# Da fare
Ridimensiona le righe dell'elenco dalla prima fino a quella che contiene "point(368, 137)", compresa, riscrivendole tutte, richieste incluse. Nelle risposte moltiplica per 0,8 ogni coordinata dei punti e arrotonda all'intero, con le metà per eccesso.

========================================

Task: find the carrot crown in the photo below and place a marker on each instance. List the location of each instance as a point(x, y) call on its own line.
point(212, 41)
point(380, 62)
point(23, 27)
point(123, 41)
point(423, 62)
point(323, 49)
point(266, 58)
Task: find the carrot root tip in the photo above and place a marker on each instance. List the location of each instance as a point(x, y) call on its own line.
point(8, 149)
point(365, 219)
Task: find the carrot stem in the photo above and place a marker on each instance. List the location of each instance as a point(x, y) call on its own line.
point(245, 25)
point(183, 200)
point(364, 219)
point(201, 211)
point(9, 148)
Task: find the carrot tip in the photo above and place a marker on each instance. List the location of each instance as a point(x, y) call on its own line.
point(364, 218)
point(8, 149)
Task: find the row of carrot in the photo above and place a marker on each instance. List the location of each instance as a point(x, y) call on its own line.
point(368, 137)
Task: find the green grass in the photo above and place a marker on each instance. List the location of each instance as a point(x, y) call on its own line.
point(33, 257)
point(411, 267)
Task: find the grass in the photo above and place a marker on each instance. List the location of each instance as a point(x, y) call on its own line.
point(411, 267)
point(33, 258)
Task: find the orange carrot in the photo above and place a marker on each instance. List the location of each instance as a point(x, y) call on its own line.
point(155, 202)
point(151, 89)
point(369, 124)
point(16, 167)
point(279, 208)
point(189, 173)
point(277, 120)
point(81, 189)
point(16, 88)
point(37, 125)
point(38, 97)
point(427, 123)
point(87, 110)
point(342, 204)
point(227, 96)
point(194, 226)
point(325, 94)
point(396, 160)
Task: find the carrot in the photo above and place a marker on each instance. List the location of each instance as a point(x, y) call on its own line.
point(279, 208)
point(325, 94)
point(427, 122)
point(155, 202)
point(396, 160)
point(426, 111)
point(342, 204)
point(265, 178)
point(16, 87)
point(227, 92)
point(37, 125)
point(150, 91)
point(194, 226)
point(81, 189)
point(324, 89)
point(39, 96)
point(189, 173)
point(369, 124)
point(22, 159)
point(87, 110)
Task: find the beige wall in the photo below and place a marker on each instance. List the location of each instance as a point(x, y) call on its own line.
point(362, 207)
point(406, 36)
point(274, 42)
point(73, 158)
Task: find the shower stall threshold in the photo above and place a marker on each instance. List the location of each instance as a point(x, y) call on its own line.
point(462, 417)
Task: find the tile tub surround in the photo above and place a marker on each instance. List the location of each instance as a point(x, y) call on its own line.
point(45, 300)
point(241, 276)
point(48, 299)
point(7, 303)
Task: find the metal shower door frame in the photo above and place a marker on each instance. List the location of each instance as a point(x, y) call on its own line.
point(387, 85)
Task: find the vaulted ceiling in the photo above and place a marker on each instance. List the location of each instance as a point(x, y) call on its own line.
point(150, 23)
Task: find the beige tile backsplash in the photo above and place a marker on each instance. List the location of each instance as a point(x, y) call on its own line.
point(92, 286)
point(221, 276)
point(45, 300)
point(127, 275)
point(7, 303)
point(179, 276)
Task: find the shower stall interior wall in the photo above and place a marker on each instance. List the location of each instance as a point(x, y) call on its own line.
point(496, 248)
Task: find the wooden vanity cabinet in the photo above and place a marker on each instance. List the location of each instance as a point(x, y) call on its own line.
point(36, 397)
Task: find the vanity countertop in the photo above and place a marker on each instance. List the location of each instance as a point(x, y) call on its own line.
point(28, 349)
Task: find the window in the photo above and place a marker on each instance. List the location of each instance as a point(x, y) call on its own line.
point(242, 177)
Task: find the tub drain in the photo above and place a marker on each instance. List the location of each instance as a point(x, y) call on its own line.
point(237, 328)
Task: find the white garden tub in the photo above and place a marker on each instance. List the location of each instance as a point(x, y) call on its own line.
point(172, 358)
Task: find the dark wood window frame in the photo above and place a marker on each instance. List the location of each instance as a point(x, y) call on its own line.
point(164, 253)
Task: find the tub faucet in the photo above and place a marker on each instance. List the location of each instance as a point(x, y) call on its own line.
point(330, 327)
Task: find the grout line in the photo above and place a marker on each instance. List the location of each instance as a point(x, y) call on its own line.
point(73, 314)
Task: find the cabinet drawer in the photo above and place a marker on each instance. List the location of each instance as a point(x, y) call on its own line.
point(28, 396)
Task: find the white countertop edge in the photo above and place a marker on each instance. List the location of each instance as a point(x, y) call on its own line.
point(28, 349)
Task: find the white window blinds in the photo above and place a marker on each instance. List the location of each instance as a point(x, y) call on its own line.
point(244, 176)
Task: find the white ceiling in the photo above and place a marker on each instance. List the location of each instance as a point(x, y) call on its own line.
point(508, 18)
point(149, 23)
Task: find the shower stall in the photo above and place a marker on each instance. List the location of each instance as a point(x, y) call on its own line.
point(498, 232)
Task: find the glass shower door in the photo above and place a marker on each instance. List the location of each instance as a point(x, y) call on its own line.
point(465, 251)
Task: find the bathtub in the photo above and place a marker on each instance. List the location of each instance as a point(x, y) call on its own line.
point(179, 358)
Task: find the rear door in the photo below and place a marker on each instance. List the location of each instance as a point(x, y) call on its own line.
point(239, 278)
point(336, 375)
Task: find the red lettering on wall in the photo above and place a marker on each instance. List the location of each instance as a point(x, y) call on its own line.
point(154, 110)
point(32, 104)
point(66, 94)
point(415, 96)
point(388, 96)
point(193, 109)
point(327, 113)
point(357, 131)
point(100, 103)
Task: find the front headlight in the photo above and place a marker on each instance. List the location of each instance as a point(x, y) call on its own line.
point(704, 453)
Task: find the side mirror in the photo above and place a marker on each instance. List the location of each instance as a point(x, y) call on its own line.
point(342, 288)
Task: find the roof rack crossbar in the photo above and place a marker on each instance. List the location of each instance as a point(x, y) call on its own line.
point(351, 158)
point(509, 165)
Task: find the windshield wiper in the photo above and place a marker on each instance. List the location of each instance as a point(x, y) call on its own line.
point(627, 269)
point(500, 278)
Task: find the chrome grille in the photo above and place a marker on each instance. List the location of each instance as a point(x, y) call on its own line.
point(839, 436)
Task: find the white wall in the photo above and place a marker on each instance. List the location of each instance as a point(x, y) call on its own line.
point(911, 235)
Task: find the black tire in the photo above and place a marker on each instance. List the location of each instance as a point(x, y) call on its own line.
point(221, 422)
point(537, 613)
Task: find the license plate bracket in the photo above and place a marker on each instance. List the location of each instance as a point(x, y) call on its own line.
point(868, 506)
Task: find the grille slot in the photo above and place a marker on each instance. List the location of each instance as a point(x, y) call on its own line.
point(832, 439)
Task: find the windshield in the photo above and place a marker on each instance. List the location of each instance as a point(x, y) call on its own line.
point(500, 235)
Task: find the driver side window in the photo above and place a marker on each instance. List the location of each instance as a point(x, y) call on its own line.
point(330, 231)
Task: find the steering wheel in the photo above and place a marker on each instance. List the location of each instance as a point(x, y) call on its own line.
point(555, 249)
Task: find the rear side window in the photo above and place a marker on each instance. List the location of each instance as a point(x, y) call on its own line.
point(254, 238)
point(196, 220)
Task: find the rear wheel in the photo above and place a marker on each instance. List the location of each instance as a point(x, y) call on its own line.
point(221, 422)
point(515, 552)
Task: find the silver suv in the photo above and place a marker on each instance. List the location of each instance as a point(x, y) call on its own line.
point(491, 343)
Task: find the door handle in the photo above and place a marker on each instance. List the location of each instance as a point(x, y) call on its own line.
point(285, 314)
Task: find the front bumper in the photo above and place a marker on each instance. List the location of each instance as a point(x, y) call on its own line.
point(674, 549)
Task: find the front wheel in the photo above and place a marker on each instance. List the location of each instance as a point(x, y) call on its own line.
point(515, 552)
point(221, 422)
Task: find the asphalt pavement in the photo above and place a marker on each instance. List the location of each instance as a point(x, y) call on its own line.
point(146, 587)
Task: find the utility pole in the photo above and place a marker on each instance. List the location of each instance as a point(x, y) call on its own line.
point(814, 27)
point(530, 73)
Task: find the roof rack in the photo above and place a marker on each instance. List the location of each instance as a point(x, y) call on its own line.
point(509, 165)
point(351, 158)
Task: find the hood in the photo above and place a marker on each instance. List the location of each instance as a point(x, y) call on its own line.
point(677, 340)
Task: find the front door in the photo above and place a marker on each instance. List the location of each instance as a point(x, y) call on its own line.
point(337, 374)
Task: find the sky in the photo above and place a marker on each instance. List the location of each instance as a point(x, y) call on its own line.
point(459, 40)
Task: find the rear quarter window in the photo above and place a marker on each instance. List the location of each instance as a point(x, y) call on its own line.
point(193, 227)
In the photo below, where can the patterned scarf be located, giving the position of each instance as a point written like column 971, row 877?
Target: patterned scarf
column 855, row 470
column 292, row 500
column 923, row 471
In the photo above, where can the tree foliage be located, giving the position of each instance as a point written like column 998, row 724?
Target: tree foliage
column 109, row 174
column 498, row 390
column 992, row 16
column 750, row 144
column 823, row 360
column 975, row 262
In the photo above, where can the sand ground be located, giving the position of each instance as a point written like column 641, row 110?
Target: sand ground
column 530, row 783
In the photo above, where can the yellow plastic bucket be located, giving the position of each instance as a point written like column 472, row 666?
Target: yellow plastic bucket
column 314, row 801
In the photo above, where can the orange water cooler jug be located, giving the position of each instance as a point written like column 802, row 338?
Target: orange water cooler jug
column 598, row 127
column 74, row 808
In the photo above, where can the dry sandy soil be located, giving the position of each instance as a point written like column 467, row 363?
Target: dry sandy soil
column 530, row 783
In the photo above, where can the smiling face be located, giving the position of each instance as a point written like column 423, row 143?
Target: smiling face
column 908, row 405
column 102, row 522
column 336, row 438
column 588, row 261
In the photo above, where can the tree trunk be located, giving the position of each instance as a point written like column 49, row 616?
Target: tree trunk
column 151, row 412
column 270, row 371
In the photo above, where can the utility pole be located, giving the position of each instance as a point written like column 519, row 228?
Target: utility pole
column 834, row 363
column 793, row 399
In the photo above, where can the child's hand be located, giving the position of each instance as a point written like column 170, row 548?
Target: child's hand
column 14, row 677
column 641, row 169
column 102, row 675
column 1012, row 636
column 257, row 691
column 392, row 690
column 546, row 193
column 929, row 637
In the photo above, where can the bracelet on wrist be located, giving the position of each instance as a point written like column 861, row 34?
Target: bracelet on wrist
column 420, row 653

========================================

# Risposta all'esercizio
Task: find the carrot crown in the photo below and place a marker on each instance. List the location of each instance as a point(x, y) call on its own line.
point(170, 33)
point(304, 50)
point(18, 22)
point(98, 33)
point(338, 50)
point(258, 39)
point(213, 46)
Task: find the carrot root tip in the photo above and place a marker on each instance. List the location of each instance as a point(x, y) call on its own line.
point(6, 119)
point(292, 175)
Task: find the carrot stem in the photo above and place a marker on each instance. List the location of each instance as a point(x, y) call on its own line.
point(196, 20)
point(146, 160)
point(291, 175)
point(161, 169)
point(7, 118)
Task: find the carrot tip in the photo above and place a marker on each instance. List the location of each instance as a point(x, y) call on its own line.
point(291, 174)
point(6, 119)
Task: find the row of carrot in the photo above and place a marker on each instance. List the location of each instance as a point(x, y) call on its own line.
point(294, 110)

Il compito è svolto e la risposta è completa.